- WORK INSTRUCTIONS
Give a verbatim quotation of every record.

- STORED ROWS

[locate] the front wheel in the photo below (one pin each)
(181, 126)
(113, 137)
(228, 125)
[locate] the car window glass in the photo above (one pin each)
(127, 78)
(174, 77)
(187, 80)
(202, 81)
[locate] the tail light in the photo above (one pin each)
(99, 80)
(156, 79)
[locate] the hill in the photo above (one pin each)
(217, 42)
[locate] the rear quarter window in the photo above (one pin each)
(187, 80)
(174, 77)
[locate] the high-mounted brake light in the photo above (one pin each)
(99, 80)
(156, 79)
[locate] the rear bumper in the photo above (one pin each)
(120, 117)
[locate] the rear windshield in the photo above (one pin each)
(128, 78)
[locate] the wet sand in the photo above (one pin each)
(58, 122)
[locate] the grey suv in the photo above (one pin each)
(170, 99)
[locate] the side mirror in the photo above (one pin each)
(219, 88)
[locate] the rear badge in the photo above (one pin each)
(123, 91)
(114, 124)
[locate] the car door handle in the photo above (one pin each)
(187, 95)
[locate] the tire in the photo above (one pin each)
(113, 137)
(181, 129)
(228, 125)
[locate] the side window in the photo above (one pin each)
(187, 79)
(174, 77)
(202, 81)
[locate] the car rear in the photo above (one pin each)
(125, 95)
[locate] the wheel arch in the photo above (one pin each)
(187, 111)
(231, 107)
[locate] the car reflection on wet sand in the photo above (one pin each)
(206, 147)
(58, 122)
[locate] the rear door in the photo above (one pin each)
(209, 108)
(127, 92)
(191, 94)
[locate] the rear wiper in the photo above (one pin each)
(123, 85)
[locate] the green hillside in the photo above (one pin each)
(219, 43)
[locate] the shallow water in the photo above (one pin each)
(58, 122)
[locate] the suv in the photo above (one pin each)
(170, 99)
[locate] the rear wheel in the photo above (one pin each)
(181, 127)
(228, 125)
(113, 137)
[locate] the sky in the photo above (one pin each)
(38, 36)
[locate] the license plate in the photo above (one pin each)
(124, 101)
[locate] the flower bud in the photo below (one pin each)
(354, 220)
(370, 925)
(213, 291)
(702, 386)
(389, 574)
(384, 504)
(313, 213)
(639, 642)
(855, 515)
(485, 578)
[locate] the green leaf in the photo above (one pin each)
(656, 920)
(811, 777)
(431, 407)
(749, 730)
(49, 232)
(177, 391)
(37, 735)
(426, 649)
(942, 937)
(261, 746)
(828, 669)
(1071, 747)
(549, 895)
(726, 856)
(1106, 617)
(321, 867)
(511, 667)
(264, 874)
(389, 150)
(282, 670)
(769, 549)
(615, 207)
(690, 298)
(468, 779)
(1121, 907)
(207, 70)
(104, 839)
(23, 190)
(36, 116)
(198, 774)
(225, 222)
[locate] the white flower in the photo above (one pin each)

- WRITTEN RESPONSE
[locate] the front wheel in the photo below (one pin each)
(181, 126)
(113, 137)
(228, 125)
[locate] the car window glass in the photo above (one pin each)
(127, 78)
(174, 77)
(187, 80)
(202, 81)
[locate] the tail light in the photo above (one pin each)
(99, 80)
(156, 79)
[locate] the hill in the photo above (one pin each)
(217, 42)
[locate] the rear quarter window in the photo above (one pin each)
(187, 80)
(174, 77)
[locate] the high-mounted brake light in the photo above (one pin each)
(99, 80)
(156, 79)
[locate] the rear bumper in the photo above (one pin each)
(120, 117)
[locate] the rear windshield in the photo above (one pin each)
(128, 78)
[locate] the wet sand in the photo above (one pin each)
(58, 122)
[locate] the grey suv in the photo above (one pin each)
(170, 99)
[locate] the side mirror in the photo above (one pin each)
(219, 88)
[locate] the rear badge in the photo above (one pin each)
(123, 91)
(114, 124)
[locate] the car door handle in the photo above (one pin each)
(187, 95)
[locate] the tire in the photo above (one pin each)
(113, 137)
(181, 129)
(228, 125)
[locate] the side window in the photo above (one pin each)
(187, 79)
(174, 77)
(202, 81)
[locate] the car rear in the photo above (one pin each)
(125, 95)
[locate] the wheel arch in the photo above (one pin each)
(187, 111)
(231, 107)
[locate] the car reflection on wet sand in the photo above (one pin each)
(206, 147)
(58, 122)
[locate] the rear door in the photo above (one pin each)
(209, 108)
(127, 92)
(191, 94)
[locate] the rear wiper in the photo above (one pin each)
(123, 85)
[locate] the green hillside in the photo above (one pin each)
(219, 43)
[locate] the shallow water in the photo above (one pin each)
(58, 122)
[locate] the suv in the photo above (one pin each)
(170, 99)
[locate] the rear wheel in the photo above (one pin each)
(181, 127)
(228, 125)
(113, 137)
[locate] the sky in the photo above (one pin each)
(38, 36)
[locate] the license plate in the photo above (one pin each)
(124, 101)
[locate] the flower bud in the photo below (one pin each)
(354, 220)
(370, 925)
(213, 291)
(702, 386)
(389, 574)
(384, 504)
(313, 213)
(639, 642)
(855, 515)
(485, 578)
[locate] the green leaf in the photo above (one pin each)
(656, 920)
(811, 777)
(431, 407)
(749, 730)
(49, 232)
(177, 391)
(37, 735)
(426, 649)
(942, 937)
(261, 746)
(828, 669)
(1071, 747)
(549, 895)
(726, 856)
(1106, 617)
(321, 867)
(511, 667)
(264, 874)
(389, 150)
(282, 670)
(769, 549)
(615, 207)
(690, 298)
(468, 779)
(1121, 907)
(207, 70)
(104, 839)
(23, 190)
(36, 116)
(198, 774)
(225, 222)
[locate] the white flower in the photo above (one pin each)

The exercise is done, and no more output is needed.